• _Data provided_
[BEGIN]

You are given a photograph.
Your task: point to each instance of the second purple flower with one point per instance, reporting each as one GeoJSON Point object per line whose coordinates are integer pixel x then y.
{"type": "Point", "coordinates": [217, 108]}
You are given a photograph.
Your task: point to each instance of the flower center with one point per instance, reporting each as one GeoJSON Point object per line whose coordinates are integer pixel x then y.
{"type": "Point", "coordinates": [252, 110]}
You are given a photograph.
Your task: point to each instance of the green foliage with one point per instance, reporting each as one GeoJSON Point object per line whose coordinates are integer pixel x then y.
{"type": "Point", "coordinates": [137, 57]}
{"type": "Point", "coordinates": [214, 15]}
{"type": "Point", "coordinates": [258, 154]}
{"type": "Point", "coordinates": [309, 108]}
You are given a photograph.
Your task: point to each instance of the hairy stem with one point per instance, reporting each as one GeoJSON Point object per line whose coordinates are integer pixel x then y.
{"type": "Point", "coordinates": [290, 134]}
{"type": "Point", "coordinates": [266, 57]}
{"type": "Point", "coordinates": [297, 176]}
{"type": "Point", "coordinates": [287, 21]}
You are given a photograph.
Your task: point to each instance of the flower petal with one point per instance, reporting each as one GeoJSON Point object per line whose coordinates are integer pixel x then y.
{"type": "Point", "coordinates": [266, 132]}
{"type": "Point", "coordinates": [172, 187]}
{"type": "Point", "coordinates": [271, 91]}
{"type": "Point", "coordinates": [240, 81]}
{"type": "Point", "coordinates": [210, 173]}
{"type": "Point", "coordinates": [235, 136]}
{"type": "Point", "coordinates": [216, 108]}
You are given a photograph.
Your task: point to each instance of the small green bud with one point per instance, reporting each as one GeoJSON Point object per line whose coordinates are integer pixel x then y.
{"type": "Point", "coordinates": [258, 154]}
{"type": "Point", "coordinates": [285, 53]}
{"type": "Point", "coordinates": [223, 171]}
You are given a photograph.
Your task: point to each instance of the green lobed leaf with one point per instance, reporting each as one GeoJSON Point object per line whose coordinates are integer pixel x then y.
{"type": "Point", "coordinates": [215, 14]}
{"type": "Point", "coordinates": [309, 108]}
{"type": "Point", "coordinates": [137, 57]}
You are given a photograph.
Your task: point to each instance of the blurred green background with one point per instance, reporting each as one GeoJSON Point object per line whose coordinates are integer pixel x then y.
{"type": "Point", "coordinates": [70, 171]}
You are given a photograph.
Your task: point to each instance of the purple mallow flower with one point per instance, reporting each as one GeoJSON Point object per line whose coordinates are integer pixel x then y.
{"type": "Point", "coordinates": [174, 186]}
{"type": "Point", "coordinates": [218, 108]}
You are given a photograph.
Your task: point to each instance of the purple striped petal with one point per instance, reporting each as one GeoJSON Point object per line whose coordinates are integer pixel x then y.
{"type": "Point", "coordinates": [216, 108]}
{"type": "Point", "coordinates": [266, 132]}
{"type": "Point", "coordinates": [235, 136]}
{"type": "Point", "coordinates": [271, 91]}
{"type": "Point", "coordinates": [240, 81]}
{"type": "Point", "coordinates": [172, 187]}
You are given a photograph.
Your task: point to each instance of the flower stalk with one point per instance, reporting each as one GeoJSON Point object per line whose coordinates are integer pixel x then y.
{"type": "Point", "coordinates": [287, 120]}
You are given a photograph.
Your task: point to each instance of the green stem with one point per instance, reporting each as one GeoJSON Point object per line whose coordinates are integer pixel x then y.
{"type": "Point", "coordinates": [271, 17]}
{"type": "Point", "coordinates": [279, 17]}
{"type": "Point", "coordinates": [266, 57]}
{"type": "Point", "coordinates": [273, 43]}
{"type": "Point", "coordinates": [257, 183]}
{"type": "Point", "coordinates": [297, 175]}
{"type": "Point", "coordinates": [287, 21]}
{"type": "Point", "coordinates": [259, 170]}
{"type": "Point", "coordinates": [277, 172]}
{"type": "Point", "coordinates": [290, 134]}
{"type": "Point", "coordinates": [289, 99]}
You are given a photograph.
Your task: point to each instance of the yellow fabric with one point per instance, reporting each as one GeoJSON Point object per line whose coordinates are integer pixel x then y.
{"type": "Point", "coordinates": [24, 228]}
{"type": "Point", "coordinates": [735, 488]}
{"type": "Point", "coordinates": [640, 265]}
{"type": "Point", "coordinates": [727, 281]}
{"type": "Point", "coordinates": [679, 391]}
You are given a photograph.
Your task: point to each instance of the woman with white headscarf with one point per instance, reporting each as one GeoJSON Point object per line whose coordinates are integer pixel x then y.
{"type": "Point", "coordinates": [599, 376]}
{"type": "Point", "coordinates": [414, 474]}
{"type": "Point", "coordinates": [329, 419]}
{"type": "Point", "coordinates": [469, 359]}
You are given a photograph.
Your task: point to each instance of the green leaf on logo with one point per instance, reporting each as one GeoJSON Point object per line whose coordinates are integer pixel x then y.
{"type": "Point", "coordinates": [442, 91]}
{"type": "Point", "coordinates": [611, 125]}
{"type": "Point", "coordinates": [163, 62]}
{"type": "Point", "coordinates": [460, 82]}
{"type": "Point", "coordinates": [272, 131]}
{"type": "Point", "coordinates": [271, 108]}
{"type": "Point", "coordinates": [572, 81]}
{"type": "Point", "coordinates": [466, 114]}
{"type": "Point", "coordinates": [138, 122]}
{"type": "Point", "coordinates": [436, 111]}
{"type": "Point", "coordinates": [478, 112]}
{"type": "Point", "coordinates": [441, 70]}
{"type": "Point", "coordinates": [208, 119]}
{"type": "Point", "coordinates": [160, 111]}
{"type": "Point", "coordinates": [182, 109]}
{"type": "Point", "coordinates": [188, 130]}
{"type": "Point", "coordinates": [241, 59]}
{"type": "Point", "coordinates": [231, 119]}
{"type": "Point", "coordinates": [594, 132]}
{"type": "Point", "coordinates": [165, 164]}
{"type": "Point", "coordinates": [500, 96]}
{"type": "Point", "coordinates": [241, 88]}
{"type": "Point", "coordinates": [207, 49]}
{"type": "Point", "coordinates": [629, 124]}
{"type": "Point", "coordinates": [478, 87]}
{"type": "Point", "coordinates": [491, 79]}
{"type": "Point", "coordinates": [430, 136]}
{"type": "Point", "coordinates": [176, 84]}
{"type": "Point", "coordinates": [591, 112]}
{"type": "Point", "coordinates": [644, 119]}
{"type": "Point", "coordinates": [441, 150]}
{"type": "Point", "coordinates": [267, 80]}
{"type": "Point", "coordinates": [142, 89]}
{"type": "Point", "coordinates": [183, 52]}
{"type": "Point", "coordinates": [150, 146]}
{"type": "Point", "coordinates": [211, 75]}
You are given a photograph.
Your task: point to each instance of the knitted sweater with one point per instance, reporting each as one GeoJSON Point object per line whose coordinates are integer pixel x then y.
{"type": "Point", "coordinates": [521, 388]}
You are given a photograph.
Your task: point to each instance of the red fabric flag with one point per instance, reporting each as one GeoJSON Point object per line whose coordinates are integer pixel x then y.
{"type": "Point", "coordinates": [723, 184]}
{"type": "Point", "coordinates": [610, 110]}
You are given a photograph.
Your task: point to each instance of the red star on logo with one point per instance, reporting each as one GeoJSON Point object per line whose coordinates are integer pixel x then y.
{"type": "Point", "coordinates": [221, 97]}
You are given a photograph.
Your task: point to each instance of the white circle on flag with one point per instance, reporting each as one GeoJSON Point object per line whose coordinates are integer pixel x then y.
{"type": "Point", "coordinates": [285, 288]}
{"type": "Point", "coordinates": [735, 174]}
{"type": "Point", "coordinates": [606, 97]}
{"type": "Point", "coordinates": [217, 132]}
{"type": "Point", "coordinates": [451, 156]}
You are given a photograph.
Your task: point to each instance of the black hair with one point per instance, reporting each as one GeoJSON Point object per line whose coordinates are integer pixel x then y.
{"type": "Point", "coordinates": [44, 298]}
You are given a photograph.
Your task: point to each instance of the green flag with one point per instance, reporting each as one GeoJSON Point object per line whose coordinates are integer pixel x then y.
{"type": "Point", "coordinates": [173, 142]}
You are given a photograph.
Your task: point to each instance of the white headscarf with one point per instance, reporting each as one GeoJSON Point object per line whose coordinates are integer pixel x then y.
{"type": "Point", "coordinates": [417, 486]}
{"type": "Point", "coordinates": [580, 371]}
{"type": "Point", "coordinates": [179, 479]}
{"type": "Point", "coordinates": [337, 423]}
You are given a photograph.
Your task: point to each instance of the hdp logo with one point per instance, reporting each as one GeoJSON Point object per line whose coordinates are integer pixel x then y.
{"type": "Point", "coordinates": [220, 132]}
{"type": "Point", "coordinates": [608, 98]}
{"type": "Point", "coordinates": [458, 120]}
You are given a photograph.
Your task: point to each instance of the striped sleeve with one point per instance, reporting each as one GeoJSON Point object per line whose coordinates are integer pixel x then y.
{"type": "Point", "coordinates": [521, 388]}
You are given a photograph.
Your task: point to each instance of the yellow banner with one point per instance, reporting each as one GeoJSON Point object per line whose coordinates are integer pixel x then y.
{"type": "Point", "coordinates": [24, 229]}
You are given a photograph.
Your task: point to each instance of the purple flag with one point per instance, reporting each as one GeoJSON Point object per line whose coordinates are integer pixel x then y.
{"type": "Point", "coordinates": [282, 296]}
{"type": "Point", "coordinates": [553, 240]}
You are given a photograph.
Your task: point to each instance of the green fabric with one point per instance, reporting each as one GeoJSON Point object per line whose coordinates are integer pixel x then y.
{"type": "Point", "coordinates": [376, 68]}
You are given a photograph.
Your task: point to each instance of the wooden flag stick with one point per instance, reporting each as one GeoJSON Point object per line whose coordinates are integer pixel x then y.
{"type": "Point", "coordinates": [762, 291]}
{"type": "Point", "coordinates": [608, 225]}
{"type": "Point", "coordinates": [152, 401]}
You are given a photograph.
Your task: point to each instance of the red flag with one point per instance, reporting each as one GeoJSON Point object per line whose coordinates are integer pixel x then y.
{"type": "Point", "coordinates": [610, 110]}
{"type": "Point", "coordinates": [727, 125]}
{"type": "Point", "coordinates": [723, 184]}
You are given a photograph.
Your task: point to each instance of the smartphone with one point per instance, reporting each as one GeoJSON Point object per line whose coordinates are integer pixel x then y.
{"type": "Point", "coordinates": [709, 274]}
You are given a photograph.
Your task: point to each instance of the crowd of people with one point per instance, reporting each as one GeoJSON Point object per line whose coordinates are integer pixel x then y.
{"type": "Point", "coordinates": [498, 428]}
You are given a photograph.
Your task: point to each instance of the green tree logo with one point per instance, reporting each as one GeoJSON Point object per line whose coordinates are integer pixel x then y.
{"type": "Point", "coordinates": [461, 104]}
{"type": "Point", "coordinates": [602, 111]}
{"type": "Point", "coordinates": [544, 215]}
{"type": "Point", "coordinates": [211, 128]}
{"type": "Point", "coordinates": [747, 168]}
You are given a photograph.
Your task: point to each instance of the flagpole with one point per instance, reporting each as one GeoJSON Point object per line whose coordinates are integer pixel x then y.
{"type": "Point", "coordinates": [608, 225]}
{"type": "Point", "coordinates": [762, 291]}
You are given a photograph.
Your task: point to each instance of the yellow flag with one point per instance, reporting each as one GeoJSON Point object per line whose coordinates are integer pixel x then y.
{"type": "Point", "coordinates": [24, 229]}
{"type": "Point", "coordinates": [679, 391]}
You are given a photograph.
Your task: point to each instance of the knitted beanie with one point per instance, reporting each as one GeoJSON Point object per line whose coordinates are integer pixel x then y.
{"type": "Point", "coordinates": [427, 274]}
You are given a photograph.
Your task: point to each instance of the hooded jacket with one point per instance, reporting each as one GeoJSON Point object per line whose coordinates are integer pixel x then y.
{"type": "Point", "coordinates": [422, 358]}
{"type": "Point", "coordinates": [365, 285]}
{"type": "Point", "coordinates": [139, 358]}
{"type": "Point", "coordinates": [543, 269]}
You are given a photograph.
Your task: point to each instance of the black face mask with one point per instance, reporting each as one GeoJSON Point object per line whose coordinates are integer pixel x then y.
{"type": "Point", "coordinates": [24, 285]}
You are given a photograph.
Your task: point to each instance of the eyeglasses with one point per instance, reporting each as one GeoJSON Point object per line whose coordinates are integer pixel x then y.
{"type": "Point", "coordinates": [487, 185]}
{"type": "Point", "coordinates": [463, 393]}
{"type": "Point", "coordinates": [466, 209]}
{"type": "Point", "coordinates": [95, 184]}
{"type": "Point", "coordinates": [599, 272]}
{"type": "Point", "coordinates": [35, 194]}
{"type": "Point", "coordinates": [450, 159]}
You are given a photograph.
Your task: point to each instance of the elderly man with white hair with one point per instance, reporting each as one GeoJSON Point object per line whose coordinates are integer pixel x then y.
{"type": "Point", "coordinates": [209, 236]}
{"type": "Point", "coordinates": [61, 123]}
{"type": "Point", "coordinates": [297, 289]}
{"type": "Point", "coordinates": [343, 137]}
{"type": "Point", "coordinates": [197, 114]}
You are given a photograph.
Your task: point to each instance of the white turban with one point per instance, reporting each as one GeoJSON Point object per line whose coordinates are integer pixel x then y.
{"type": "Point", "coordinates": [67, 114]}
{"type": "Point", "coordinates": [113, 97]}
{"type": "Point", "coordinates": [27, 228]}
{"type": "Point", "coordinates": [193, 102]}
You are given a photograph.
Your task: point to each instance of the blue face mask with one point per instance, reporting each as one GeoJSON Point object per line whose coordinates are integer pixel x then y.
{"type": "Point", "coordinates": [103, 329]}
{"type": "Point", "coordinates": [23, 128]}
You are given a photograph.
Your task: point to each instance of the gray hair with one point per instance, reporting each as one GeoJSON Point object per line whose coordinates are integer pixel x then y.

[END]

• _What you need to do_
Count the lines of the material above that contain the word "people", matching case exactly, and give only that number.

• _Task response_
1